▶ _About this exercise_
Start to finish, repeat the records exactly.

[Natural language region descriptions]
========

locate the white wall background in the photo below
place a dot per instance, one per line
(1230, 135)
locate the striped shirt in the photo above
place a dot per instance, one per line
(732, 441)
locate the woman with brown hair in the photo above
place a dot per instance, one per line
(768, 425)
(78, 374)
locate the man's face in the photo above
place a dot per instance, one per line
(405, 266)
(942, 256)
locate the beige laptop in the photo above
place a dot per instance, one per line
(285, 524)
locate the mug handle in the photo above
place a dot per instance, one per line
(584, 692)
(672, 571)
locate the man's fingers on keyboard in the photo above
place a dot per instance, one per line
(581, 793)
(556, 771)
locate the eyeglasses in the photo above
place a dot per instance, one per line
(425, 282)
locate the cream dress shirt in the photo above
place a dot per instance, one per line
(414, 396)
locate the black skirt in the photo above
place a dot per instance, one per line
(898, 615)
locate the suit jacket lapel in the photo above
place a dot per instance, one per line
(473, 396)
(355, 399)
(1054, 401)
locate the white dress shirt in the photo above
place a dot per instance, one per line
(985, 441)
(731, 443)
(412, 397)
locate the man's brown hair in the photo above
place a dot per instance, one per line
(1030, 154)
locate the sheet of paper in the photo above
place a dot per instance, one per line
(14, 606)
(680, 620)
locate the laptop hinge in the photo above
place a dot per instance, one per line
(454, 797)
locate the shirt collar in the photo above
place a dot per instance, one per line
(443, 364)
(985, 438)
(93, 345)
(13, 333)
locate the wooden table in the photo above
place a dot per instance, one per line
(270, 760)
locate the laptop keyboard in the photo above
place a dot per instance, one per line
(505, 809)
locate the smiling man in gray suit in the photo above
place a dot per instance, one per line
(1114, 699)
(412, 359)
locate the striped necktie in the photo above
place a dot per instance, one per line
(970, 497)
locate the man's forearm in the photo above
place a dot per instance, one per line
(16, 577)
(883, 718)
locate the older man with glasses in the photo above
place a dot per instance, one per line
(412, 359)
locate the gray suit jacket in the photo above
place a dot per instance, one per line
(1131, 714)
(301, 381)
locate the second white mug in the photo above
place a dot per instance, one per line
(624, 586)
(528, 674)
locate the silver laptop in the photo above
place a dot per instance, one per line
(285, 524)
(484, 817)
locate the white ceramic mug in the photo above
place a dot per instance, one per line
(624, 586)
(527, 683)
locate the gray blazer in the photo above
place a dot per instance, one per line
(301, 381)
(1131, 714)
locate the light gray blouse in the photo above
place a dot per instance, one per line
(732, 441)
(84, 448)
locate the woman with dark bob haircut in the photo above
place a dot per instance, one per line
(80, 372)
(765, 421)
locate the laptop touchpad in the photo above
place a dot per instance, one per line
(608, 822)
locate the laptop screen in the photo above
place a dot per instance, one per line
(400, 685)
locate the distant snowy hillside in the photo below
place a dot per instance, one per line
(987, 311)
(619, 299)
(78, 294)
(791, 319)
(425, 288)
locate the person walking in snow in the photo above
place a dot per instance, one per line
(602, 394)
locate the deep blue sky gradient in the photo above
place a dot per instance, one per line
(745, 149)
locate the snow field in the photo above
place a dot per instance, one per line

========

▶ _Solution to this exercise_
locate the white wall background in the photo below
place a dot per instance, one per line
(1230, 135)
locate the striped shirt in the photo above
place a dot per instance, one per line
(732, 441)
locate the woman with brown hair in the photo above
place a dot per instance, one per line
(768, 425)
(78, 374)
locate the man's face in the photo above
place a dot per instance, one per line
(405, 266)
(942, 256)
locate the beige laptop in the photo above
place a dot per instance, one per line
(285, 524)
locate the mug handle in the photo above
place a dot per instance, one per line
(584, 692)
(672, 571)
locate the man's fingers on keyboard in the photo above
place a dot per instance, one per line
(581, 793)
(556, 771)
locate the eyeglasses in the photo above
place a dot per instance, one per line
(425, 282)
locate the cream dress shirt in the photo above
place a dot per instance, one per line
(414, 396)
locate the black skirt in the photo above
place a dot per instance, one per line
(898, 615)
locate the suit jacket lapel in the photo above
place a dot per instance, one per line
(473, 396)
(355, 399)
(1054, 401)
locate the white dress shirt in the photo above
place a dot per instance, one per line
(985, 441)
(731, 443)
(412, 397)
locate the man's brown hair in the photo above
place a dot per instance, one per line
(1030, 154)
locate the sheet of paper in the photo above
place a dot per instance, one per line
(14, 606)
(680, 620)
locate the laptop hinge in the photo above
place a dot per instance, one per line
(454, 797)
locate the shirt collar in the photo above
place a dot per instance, one per line
(443, 364)
(985, 438)
(93, 345)
(13, 333)
locate the wooden table in the photo above
place a dot per instance, one per line
(270, 760)
locate the laptop keyboard in the photo above
place a dot per instance, one per line
(505, 809)
locate the smiling man in gray suit in the photo above
place a dot per instance, one per line
(1114, 699)
(412, 359)
locate the striped necktie in the photo above
place a dot per instance, one per line
(970, 497)
locate the man's forearm in the photo above
place a dot per instance, one per line
(16, 577)
(883, 718)
locate the older man with glasses in the photo above
place a dot per instance, one per line
(412, 359)
locate the gray suit jacket in the photo above
place a dot per instance, one per line
(1131, 714)
(301, 381)
locate the second white mug in the photo above
place a dot per instance, one per line
(624, 586)
(528, 674)
locate the silver laptop in the photo above
place a dot per instance, one per line
(285, 524)
(484, 817)
locate the white ceramic mug in the photo above
place a dot per instance, one per line
(624, 586)
(527, 683)
locate the gray blazer in the photo above
place a dot per instance, one per line
(301, 381)
(1131, 714)
locate the light gray blouse in the photo above
place a dot per instance, one per line
(732, 441)
(84, 448)
locate the woman with dark bob haircut in the photo above
place a dot per instance, one per line
(80, 372)
(765, 421)
locate the laptop touchpad in the photo above
place a dot per instance, one per line
(608, 822)
locate the laptop screen in the photo above
place a dot per instance, one per line
(400, 685)
locate the distant snowy hillside in the photo below
place a dot per instance, one per line
(987, 311)
(619, 299)
(78, 294)
(791, 319)
(425, 288)
locate the person walking in snow in the photo above
place a dot per instance, one per line
(602, 394)
locate the deep blue sky gradient in the photo above
place a dot per instance, one per line
(745, 149)
locate the snow field in the photo above
place a dot per instance, one per line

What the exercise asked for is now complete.